--- Start ---

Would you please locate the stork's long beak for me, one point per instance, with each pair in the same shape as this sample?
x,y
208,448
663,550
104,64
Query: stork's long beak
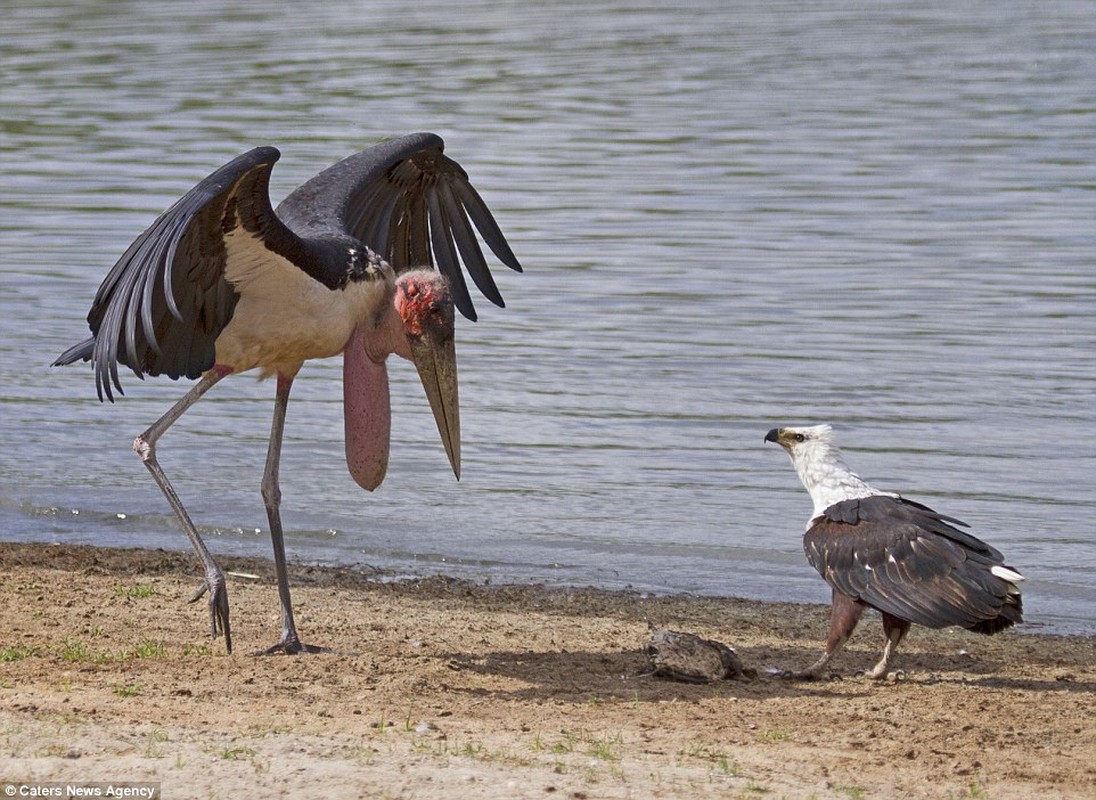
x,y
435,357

--- End ---
--- Start ---

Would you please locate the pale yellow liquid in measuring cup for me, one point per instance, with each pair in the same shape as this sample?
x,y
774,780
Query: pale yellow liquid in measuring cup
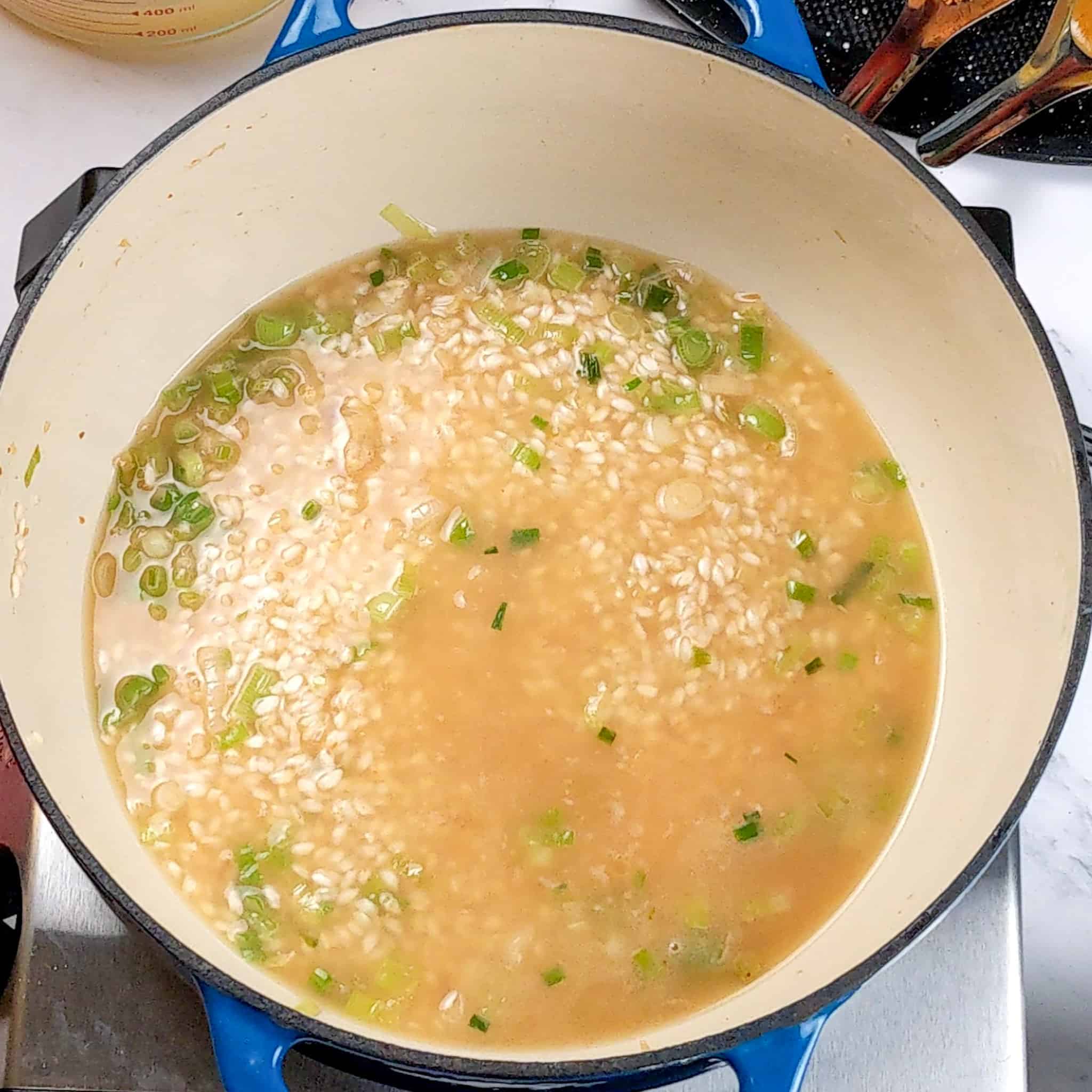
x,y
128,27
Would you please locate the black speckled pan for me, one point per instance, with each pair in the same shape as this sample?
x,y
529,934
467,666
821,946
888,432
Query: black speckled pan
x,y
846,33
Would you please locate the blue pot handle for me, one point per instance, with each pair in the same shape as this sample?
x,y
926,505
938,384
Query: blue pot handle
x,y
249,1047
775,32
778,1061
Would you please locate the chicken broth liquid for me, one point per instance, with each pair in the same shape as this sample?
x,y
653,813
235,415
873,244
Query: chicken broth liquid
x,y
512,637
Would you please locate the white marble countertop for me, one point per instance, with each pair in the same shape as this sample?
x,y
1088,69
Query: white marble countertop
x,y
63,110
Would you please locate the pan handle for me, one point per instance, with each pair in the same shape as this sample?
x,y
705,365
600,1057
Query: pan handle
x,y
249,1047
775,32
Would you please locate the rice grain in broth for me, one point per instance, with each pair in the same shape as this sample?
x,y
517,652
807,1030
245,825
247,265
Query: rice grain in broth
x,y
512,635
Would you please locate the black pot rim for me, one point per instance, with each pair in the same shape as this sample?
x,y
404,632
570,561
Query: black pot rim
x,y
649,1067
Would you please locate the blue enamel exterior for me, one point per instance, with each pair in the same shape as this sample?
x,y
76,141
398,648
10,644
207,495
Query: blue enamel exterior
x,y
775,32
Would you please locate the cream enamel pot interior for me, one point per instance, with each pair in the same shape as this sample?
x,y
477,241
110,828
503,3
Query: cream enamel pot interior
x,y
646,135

--- End ---
--- Start ---

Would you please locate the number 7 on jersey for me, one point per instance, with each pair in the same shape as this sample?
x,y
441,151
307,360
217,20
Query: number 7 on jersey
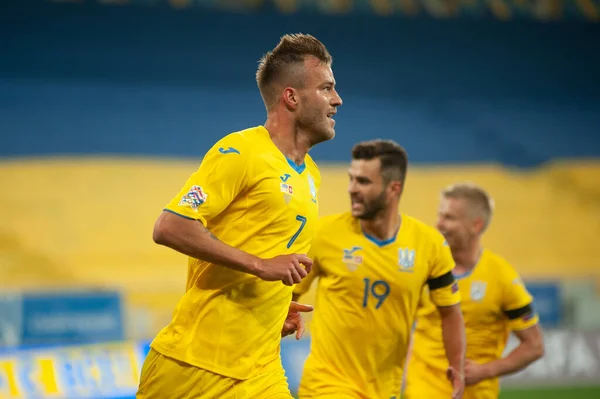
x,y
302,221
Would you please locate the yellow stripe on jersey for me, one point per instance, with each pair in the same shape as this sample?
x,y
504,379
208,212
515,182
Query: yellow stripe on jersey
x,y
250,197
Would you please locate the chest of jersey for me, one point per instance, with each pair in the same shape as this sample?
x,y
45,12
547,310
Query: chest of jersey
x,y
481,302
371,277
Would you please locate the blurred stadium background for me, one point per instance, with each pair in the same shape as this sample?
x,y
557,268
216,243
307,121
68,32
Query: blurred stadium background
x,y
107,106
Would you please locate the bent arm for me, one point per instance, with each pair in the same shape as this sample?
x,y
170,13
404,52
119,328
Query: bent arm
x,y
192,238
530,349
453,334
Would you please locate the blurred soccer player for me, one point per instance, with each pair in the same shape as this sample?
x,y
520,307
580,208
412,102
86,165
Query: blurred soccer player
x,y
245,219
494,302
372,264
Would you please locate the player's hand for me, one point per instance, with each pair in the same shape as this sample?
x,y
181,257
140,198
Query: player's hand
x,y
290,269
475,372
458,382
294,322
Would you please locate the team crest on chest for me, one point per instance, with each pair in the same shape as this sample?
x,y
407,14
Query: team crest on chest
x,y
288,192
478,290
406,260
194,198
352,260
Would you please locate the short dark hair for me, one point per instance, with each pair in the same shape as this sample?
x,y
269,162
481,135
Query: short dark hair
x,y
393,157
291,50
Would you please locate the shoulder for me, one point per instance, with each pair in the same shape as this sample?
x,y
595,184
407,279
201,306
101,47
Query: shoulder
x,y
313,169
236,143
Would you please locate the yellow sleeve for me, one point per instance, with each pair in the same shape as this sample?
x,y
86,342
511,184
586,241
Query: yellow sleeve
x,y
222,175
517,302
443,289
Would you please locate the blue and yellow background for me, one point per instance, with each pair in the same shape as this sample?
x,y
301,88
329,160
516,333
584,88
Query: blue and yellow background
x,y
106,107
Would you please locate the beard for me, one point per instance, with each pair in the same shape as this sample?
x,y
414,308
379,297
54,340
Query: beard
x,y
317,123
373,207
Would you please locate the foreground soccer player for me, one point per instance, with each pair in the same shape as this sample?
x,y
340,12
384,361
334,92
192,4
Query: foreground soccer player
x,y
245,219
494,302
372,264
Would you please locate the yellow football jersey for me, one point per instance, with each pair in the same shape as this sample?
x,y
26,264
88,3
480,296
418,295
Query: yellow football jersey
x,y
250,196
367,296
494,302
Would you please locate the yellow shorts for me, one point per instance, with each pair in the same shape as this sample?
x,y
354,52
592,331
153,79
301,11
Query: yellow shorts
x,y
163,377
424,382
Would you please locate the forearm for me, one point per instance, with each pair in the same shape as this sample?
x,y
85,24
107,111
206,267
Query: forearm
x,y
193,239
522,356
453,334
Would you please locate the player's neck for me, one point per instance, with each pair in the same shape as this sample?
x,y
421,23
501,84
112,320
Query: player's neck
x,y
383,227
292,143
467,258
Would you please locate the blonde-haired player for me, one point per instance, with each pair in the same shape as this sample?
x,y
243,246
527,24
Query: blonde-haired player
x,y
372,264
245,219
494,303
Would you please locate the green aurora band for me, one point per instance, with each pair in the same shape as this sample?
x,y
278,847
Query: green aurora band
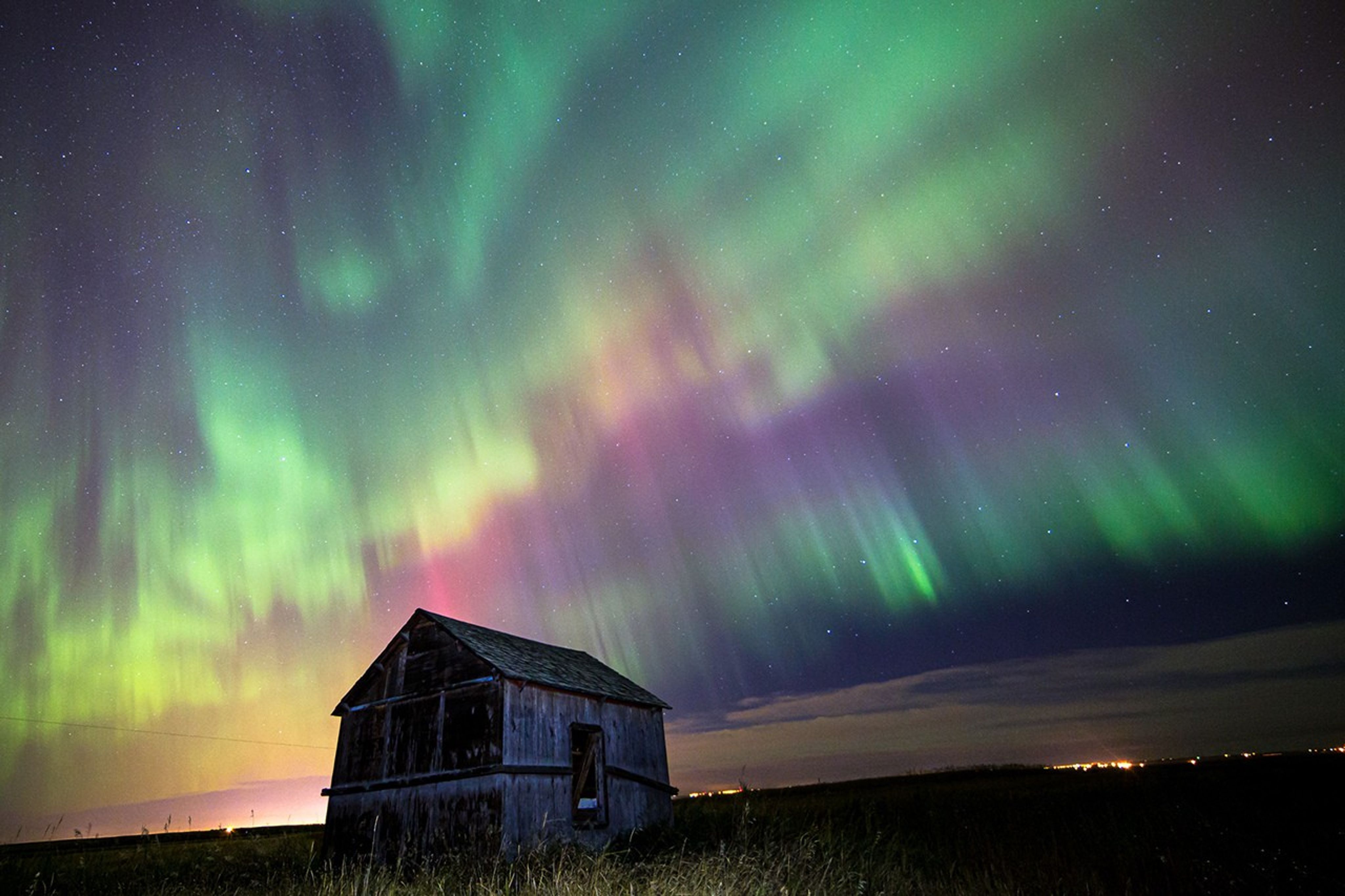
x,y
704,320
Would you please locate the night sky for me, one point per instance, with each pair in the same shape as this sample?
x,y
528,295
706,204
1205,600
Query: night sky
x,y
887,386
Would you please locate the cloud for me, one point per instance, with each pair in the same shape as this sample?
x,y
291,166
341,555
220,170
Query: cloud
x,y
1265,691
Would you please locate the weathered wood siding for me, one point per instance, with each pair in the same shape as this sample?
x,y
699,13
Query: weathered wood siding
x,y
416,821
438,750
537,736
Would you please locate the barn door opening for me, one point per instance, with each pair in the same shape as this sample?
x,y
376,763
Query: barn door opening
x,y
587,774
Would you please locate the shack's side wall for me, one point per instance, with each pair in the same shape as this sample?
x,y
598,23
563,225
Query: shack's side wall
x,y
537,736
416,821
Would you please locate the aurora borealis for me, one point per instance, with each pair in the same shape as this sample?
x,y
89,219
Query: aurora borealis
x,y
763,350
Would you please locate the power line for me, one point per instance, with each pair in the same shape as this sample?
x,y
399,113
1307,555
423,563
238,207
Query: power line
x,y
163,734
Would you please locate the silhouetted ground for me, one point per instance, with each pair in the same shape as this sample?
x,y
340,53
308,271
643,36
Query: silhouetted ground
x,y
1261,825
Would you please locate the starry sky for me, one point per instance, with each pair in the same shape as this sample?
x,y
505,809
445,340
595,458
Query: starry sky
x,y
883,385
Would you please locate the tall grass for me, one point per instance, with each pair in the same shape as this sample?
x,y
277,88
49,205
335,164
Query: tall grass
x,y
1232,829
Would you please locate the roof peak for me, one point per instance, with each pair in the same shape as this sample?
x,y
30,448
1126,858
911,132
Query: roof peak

--- End ---

Quote the listing lines above, everything from the line containing "Would you please locate the roof" down to the line containing "Query: roof peak", both included.

**OUTPUT OF THE TASK**
Would you please locate the roof peak for me, one point per instance, with each pair in the same shape as this sample?
x,y
30,448
1126,858
911,132
Query: roof peak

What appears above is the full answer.